[AUFGABE]
In welchem Zeitraum fand der im Bericht über den FUEV-Kongress beschriebene Kongress in Moskau statt?

[TEXTAUSZUG]
Sechs Resolutionen zur Lage der nationalen Minderheiten verabschiedet

57. Jahreskongress der Föderalistischen Union Europäischer Volksgruppen tagte in Moskau

Präsident der FUEV, Hans Heinrich Hansen (r.), bei der Kongresseröffnung im Deutsch-Russischen Haus.
Foto: Andrey Kolobov

Über 170 Vertreter der Europäischen Volksgruppen kamen vom 16. bis 20. Mai in Moskau zum jährlichen Kongress der Föderalistischen Union Europäischer Volksgruppen (FUEV) zusammen. Die Kongressteilnehmer aus Deutschland, Dänemark, Polen, Italien, Österreich, Serbien, den Niederlanden, Ungarn, Belgien, Finnland, Mazedonien, Frankreich, Kroatien, Estland, Lettland, Griechenland, aber auch Russland, Kasachstan und Georgien versammelten sich in der russischen Hauptstadt, um sich mit dem Thema der Sprachenvielfalt auseinanderzusetzen. Das Demokratische Forum der Deutschen in Rumänien war durch Geschäftsführerin Anita Pavel sowie den Geschäftsführer des Siebenbürgenforums, Benjamin Józsa, vertreten.

[BEREITGESTELLTE ANGABEN]
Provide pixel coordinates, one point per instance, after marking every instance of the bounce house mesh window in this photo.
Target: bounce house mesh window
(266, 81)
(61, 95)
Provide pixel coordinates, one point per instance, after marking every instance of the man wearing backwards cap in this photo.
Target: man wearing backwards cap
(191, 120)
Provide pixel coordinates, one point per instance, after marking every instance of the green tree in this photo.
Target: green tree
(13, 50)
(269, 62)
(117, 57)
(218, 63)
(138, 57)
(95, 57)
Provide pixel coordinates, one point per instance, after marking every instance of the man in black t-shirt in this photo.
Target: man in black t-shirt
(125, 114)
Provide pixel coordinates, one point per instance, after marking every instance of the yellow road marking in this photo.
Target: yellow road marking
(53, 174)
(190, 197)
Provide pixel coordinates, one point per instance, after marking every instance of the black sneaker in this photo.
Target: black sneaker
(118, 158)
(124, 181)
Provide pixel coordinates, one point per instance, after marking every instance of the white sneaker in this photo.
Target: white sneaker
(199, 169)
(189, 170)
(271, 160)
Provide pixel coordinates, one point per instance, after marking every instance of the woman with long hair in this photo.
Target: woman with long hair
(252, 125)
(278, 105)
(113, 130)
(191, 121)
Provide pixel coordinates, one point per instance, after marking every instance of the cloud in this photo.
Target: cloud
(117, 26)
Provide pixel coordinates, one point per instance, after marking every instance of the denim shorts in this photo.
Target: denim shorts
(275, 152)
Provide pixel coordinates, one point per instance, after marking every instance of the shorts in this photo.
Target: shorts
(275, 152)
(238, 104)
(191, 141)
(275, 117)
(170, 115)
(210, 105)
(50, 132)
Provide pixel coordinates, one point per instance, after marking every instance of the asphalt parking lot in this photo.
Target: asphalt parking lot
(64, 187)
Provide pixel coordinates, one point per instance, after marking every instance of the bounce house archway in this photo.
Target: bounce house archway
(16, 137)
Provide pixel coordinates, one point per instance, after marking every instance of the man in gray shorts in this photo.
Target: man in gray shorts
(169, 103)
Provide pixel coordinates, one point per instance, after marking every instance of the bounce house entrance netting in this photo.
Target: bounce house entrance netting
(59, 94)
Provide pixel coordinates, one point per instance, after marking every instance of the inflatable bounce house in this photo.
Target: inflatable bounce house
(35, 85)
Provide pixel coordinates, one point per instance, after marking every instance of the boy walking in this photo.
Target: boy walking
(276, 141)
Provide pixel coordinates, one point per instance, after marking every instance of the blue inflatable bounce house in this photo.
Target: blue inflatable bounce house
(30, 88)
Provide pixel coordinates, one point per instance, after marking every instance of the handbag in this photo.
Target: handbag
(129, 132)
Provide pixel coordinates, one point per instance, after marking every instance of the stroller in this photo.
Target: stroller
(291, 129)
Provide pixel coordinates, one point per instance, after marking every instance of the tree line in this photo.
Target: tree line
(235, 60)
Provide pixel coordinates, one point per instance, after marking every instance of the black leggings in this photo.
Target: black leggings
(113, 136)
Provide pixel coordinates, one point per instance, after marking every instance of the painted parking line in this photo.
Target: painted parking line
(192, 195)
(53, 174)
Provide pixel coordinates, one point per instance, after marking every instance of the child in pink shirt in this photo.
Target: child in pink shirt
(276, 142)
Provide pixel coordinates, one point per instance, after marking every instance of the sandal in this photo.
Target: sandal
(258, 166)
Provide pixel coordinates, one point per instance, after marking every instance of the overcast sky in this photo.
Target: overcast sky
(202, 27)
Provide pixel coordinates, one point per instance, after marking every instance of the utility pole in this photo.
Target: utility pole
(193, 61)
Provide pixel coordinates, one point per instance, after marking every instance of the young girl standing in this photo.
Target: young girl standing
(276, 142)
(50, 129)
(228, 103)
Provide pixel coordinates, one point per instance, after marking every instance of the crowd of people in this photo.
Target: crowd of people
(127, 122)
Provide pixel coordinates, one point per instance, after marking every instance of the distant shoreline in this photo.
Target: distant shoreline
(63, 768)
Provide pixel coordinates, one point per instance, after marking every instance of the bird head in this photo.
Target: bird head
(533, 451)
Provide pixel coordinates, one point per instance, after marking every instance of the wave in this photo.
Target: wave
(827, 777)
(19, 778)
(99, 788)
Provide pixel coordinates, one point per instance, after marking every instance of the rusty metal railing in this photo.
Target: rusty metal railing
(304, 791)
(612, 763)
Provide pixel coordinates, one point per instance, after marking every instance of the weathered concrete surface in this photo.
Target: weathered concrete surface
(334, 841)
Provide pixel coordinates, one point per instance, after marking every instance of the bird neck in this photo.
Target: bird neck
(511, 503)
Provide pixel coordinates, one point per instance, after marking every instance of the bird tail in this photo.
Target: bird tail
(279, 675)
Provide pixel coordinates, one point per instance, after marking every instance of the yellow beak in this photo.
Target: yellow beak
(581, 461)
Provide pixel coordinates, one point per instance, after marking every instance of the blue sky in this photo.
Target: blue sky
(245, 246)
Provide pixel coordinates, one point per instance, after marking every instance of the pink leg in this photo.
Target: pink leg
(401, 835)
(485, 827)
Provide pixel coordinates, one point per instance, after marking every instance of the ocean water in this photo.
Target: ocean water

[LÖSUNG DER AUFGABE]
Vom 16. bis 20. Mai.